'''

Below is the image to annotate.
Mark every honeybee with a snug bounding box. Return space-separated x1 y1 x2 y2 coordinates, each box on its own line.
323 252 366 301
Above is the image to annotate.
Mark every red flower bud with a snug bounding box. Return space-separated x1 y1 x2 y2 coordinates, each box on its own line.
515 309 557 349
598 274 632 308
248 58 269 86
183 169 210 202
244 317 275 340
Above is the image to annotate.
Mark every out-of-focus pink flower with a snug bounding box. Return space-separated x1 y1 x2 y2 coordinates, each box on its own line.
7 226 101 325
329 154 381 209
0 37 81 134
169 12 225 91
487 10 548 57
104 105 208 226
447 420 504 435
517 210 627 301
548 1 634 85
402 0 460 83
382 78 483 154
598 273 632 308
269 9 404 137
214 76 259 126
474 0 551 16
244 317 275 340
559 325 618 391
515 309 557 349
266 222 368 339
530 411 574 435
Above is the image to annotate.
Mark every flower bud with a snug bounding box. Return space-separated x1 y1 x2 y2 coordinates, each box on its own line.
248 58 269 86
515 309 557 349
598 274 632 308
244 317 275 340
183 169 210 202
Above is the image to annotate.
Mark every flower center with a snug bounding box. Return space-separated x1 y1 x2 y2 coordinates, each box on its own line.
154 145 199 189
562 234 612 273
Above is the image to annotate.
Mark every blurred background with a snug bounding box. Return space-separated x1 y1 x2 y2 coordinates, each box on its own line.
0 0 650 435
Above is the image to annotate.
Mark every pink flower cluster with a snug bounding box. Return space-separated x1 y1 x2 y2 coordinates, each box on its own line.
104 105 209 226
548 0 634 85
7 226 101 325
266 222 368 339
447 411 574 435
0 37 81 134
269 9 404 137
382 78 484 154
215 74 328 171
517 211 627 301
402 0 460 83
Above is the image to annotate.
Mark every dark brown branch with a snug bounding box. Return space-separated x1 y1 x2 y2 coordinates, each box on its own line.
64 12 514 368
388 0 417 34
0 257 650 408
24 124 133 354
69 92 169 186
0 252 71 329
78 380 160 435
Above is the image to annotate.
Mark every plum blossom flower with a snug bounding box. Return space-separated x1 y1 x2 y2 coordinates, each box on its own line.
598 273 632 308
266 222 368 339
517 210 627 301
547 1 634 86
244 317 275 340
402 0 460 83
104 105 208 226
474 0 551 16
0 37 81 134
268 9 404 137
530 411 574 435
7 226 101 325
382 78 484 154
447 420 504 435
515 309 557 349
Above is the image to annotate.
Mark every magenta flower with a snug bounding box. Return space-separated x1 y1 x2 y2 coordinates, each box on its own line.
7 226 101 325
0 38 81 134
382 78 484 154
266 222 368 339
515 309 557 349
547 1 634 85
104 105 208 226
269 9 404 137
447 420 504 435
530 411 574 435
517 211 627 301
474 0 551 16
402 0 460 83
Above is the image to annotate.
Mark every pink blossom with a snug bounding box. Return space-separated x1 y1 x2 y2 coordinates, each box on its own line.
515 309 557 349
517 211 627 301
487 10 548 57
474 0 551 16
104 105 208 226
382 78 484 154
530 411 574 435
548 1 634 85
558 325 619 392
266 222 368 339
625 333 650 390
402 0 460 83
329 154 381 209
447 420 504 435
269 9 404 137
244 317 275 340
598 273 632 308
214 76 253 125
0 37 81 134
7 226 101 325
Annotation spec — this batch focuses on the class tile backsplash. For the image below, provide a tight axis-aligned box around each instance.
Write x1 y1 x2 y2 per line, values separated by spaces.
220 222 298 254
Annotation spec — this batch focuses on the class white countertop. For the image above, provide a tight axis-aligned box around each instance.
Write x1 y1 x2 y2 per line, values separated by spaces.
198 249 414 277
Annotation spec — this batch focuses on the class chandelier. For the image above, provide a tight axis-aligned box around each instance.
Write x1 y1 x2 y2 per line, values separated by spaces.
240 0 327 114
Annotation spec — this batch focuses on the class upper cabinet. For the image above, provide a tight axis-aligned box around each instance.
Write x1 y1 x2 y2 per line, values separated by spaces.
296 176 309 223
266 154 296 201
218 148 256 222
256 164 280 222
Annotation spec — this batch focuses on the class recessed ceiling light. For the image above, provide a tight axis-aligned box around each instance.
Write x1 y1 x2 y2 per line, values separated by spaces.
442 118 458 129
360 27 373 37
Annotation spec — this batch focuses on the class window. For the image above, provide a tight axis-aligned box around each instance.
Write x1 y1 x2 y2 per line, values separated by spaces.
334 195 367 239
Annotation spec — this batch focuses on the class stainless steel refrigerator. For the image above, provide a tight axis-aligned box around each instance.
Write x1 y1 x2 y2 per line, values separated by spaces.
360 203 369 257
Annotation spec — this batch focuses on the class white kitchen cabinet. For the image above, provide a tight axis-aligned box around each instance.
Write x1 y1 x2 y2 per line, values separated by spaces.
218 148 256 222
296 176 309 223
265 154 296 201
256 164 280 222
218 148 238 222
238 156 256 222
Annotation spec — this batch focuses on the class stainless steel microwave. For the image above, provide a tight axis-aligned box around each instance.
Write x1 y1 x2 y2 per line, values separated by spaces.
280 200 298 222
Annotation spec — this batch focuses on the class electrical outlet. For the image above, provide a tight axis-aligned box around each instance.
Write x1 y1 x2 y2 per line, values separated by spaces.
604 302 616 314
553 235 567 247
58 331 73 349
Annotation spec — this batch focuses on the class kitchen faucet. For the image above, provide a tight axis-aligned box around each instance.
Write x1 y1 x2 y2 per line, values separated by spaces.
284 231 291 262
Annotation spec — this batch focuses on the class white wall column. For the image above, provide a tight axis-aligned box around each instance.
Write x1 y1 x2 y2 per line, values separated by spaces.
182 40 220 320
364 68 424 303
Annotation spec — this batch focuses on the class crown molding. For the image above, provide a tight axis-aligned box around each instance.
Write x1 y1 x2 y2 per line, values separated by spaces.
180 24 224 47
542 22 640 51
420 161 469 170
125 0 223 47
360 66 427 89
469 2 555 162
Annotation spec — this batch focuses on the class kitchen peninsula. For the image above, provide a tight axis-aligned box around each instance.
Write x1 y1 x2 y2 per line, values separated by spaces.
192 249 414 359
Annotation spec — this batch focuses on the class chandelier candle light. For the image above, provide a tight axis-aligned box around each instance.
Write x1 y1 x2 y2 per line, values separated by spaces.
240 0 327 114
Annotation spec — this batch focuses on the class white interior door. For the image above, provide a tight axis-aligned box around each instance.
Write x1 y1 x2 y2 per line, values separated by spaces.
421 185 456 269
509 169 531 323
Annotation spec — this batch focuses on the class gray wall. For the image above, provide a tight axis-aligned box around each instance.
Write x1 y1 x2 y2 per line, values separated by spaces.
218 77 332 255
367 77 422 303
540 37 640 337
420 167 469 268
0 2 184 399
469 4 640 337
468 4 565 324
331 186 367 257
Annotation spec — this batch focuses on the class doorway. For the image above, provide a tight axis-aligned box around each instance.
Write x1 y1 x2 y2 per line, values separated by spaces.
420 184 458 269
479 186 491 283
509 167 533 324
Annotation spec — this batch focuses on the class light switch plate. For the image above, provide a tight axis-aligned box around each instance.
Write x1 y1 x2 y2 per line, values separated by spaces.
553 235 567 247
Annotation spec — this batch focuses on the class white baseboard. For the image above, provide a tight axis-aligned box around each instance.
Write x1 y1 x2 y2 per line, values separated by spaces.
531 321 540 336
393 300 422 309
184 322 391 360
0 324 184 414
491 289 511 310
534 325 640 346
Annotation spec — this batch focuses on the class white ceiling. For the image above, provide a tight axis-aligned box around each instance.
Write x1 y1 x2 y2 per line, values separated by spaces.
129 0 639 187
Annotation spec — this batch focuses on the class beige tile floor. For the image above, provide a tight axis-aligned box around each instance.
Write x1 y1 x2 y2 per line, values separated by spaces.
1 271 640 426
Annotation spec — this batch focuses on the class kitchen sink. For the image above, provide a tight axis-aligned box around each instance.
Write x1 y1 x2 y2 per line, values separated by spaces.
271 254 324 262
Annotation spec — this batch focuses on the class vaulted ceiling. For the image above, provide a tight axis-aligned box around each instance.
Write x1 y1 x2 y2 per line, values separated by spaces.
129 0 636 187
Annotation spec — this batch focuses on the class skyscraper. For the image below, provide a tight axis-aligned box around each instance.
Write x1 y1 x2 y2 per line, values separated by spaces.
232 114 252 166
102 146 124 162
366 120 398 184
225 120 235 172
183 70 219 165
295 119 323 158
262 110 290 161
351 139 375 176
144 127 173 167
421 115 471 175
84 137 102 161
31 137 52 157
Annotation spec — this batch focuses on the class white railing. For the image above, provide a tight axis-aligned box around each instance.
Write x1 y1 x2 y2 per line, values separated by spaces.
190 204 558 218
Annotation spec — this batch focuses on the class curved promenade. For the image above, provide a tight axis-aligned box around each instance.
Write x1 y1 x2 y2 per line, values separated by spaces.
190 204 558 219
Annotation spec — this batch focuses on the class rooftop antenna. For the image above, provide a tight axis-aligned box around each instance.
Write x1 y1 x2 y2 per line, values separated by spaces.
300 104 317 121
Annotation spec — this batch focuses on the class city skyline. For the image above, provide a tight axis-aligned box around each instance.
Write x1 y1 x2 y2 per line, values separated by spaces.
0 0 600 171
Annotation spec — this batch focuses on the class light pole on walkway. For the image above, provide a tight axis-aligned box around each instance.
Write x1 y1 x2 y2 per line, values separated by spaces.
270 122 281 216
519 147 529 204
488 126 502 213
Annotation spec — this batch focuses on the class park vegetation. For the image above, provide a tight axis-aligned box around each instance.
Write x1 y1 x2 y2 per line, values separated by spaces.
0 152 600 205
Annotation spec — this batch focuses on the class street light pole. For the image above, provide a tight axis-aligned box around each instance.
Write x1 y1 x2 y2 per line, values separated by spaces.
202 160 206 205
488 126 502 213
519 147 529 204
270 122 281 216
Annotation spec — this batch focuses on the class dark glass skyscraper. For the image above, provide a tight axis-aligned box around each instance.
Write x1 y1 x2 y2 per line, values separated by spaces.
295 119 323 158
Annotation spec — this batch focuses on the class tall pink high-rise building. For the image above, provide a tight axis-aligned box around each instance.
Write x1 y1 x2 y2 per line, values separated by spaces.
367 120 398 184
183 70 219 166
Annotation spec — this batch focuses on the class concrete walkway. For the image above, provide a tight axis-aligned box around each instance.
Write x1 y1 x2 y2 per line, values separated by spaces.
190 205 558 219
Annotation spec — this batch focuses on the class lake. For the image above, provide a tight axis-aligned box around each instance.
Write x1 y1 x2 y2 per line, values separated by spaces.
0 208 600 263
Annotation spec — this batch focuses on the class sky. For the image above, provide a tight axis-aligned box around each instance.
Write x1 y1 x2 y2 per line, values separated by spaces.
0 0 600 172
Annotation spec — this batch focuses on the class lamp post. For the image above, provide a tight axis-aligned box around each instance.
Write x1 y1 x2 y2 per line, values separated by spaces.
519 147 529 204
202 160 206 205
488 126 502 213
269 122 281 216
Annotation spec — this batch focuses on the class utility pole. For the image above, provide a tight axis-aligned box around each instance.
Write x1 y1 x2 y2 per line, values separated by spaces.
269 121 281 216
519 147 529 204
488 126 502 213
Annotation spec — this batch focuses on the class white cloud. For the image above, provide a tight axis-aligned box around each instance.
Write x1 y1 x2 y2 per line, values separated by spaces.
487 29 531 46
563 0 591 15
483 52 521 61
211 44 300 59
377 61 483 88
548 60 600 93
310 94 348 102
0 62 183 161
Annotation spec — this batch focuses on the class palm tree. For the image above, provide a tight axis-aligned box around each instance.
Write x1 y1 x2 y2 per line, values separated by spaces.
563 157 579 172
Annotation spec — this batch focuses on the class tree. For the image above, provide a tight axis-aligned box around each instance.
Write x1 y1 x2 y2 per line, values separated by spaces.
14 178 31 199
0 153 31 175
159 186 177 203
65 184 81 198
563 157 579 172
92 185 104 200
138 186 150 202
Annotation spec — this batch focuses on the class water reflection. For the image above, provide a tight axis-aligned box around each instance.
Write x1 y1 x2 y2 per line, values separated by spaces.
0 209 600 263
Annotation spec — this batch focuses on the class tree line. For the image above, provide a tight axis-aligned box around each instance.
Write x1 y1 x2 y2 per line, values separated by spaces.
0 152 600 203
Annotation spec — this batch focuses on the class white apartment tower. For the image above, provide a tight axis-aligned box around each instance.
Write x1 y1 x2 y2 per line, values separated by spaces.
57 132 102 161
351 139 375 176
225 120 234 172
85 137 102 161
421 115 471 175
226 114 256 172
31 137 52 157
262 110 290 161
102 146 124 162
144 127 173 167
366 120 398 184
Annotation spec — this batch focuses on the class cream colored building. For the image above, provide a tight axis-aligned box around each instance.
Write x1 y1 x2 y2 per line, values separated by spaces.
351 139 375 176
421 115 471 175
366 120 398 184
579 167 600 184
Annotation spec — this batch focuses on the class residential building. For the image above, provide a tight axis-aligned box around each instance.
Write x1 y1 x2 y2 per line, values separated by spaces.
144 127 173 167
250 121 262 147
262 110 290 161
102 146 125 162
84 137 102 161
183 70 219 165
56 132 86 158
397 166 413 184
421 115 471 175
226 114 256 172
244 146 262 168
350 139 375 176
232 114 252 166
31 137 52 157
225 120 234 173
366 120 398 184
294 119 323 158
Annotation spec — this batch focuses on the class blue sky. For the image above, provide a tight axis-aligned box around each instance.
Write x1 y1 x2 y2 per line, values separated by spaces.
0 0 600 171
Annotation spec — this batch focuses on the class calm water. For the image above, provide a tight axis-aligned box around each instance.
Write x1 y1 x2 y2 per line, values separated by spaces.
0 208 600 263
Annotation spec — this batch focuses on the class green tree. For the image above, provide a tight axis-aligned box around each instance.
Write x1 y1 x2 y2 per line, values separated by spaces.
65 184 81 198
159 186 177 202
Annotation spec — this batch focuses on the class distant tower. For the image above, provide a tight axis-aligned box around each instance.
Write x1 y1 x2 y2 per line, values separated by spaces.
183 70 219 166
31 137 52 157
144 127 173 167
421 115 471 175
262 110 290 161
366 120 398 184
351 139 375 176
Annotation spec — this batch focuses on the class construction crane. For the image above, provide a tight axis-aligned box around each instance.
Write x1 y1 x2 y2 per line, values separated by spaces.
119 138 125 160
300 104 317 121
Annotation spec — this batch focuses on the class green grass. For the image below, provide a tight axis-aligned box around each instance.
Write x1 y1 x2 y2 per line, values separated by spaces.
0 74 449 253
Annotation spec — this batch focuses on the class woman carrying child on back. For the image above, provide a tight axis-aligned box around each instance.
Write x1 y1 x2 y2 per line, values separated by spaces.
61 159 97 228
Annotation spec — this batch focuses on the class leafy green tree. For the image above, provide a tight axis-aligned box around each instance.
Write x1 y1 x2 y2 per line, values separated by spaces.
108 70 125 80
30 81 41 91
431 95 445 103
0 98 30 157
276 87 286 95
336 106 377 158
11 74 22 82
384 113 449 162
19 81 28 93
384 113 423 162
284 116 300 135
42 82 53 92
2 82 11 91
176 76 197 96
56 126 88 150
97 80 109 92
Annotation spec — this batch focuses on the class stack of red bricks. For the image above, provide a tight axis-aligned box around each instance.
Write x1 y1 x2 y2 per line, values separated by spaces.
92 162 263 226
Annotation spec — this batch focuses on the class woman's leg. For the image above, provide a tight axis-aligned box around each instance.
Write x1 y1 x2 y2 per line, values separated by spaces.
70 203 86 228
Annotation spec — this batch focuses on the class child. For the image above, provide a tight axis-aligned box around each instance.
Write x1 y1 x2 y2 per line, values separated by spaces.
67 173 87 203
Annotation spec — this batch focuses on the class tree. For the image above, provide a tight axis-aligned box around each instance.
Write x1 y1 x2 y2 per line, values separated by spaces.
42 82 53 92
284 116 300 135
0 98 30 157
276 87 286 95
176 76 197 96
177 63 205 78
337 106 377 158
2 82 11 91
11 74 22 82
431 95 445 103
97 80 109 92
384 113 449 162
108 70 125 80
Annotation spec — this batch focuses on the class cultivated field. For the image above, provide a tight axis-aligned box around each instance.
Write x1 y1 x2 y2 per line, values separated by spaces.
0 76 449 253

'''

Short problem → Repeat the data word for word, beginning with the line that contains "Annotation spec — this batch focuses on the class window." and continuing through the line that contains "192 249 414 359", including both of those lines.

Output for this exercise →
Annotation spec — this batch focuses on the class window. For the image above, provide a tight axis-aligned box around each instance.
Write x1 y1 x2 y2 per line, values separated by spaces.
334 195 367 239
Annotation spec — this batch focuses on the class stainless steel refrigerator. For the image above, provide a tight axis-aligned box around each instance.
Write x1 y1 x2 y2 per line, values separated by spaces.
360 203 369 257
Annotation spec — this batch focuses on the class white kitchen cabinet. For the image above, provide a tight axis-aligned box around each instance.
Write x1 y1 x2 y2 per line, values separated by spaces.
218 148 256 222
296 176 309 223
265 154 296 201
256 164 280 222
218 148 238 222
238 156 256 222
Annotation spec — this batch focuses on the class stainless steel microwave. For the image above, provide a tight axis-aligned box around each instance.
Write x1 y1 x2 y2 per line, values separated by spaces.
280 200 298 222
Annotation spec — this batch focuses on the class electrical outlet. For the image above, provide a tight axis-aligned box around each instance.
Write x1 y1 x2 y2 per line, values separated by spaces.
604 302 616 314
553 235 567 247
58 331 73 349
Annotation spec — this batch focuses on the class kitchen faucet. For the image above, provide a tight axis-aligned box around each instance.
Write x1 y1 x2 y2 per line, values separated by spaces.
284 231 291 262
Annotation spec — this batch focuses on the class white wall column. For the image above, provide a tight axis-aligned box around each instance.
Write x1 y1 x2 y2 per line, values separated by spaces.
182 40 220 320
364 68 424 303
Annotation spec — this batch focuses on the class crown molding. For the image above, provide a tight axis-aligned box around each instance.
Write x1 y1 x2 y2 per line, values separated by spaces.
180 24 224 47
542 22 640 51
420 161 469 170
125 0 223 47
360 66 427 89
469 2 555 162
Annotation spec — this batch focuses on the class kitchen peninsula. For the image above, provide a tight axis-aligned box around each instance.
Write x1 y1 x2 y2 per line, values separated by spaces.
192 249 414 359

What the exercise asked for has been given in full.